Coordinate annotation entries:
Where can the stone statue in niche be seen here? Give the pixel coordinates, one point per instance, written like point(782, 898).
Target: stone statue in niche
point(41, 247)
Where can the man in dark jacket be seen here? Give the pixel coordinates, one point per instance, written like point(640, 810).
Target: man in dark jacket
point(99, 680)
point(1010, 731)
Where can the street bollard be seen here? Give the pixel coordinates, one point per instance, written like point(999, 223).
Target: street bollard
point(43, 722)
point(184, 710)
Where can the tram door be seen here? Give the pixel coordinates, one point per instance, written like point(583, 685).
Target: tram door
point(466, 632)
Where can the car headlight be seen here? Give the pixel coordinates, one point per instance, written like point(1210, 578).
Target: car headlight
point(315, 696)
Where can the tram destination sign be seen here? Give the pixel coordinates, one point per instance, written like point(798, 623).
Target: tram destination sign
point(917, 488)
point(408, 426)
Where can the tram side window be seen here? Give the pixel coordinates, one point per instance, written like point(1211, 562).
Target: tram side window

▶ What you will do: Reproduce all of the records above, renaming "street bollard" to "traffic bollard" everywhere it occurs and keeping every other line unchanged.

▶ Exercise solution:
Where can the stone statue in niche be seen here? Give the pixel coordinates, one point per instance, written like point(782, 898).
Target: stone statue in niche
point(41, 247)
Where can the man in dark jacket be seen here? Give the pixel coordinates, one point per instance, written like point(640, 810).
Target: man in dark jacket
point(99, 680)
point(1010, 731)
Where can the traffic bollard be seen here? Give the pixel coordinates, one point per instance, written like point(999, 223).
Target: traffic bollard
point(43, 722)
point(184, 710)
Where can the tram door be seen here? Give the pixel coordinates, one point per instance, written like point(583, 685).
Target: tram door
point(466, 632)
Where can the car headlight be seen here? Give the pixel coordinates, one point per instance, written like point(1210, 578).
Target: car headlight
point(315, 696)
Where can the tram destination sign be seen here? Give the pixel coordinates, one point per instance, written like point(798, 623).
Target: tram destination sign
point(917, 488)
point(408, 426)
Where can the tram side window be seen here? Give the pixel coordinates, one point per instance, written like point(1211, 562).
Target: tram side window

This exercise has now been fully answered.